[Selected text]
==================================================
Is the person asking for asylum truly in danger in his or her country of origin? Are his/her fears of persecution really founded? Are there safe areas in his home country where he could return instead of asking for asylum in Hungary? Similar question has to be answered each and every day by the authorities deciding on the status of asylum seekers. Each answer will determine the life and destiny of a human being or the fate of whole families. There should not be mistakes in this process.
To this aim, the European Commission and the UNHCR has launched a joint “Asylum Systems Quality Assurance and Evaluation Mechanism Project in the Central and Eastern Europe Sub-Region (ASQAEM)”. In Hungary, the UNHCR started the implementation of ASQAEM in September 2008 and it will close the first phase of the project in February 2010. In this phase, an independent and objective evaluation was carried out on how the Refugee Authority and the Budapest Metropolitan Court assess and review claims for international protection, with a special focus on the European Commission’s Qualification and Procedures Directives. Following the evaluation process, in dialogue with the authorities, specific actions were developed to improve the quality, fairness and efficiency of first and second instance decision making.
==================================================
[Exercise tasks]
1. According to the asylum text, in what month and year did the UNHCR begin implementing ASQAEM in Hungary?
2. List every organization or public body named in the asylum text.
3. Print the passage of the asylum text from "Is the person" to "in this process.".

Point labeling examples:
==================================================
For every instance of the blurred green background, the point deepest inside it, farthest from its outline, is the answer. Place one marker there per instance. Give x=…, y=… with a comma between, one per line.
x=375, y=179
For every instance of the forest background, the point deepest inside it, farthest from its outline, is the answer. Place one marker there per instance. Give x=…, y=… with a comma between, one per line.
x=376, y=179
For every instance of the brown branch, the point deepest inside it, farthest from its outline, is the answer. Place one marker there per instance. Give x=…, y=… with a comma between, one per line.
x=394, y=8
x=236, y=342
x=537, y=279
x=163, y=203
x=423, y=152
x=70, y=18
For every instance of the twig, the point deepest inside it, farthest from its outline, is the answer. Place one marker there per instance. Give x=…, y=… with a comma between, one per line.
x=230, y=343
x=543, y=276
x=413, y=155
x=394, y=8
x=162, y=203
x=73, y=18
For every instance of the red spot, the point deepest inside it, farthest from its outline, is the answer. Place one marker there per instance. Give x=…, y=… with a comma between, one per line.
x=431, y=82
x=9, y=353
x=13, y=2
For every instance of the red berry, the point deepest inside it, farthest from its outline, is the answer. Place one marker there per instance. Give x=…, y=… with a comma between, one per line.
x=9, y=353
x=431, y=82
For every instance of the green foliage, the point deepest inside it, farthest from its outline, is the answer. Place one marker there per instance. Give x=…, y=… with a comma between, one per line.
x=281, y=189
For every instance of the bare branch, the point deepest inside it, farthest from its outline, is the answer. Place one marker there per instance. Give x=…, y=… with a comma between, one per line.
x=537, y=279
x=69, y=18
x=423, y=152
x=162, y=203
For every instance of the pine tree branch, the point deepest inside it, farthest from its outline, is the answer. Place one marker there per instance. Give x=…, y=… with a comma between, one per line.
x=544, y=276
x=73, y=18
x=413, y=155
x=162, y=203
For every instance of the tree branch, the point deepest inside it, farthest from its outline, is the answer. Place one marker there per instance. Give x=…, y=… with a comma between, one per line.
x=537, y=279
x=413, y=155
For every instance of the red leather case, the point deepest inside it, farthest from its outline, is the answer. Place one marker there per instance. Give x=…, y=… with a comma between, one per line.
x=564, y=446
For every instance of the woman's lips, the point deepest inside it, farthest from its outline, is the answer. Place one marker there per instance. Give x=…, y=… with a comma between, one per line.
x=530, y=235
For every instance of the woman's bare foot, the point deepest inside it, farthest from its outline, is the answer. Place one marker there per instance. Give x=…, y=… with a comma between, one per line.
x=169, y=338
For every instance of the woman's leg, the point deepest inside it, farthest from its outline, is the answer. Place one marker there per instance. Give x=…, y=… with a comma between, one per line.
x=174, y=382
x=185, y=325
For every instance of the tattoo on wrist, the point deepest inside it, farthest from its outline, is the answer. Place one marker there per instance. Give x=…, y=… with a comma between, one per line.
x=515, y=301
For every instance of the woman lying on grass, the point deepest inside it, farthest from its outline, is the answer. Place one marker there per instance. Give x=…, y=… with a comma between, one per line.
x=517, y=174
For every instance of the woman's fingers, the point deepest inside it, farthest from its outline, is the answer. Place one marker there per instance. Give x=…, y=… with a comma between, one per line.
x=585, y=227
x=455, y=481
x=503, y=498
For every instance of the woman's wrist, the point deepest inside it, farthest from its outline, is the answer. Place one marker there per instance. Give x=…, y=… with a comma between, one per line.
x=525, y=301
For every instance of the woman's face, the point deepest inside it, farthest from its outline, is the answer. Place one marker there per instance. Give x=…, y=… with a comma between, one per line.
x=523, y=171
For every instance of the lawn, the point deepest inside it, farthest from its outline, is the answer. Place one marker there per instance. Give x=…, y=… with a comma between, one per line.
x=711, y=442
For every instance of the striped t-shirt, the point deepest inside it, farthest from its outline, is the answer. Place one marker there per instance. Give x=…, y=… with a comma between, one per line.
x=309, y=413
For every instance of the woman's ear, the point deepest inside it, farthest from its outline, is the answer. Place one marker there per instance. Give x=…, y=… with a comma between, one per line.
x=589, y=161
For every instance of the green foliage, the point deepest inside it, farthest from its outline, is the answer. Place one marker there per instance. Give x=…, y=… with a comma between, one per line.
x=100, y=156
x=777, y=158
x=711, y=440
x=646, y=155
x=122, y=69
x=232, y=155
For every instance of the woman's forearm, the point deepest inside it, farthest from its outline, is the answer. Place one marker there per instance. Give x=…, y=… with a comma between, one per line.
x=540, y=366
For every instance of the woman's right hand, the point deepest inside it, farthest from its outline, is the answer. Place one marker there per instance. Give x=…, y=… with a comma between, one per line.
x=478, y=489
==================================================
[Results for each task]
1. September 2008

2. European Commission, UNHCR, Refugee Authority, Budapest Metropolitan Court

3.
Is the person asking for asylum truly in danger in his or her country of origin? Are his/her fears of persecution really founded? Are there safe areas in his home country where he could return instead of asking for asylum in Hungary? Similar question has to be answered each and every day by the authorities deciding on the status of asylum seekers. Each answer will determine the life and destiny of a human being or the fate of whole families. There should not be mistakes in this process.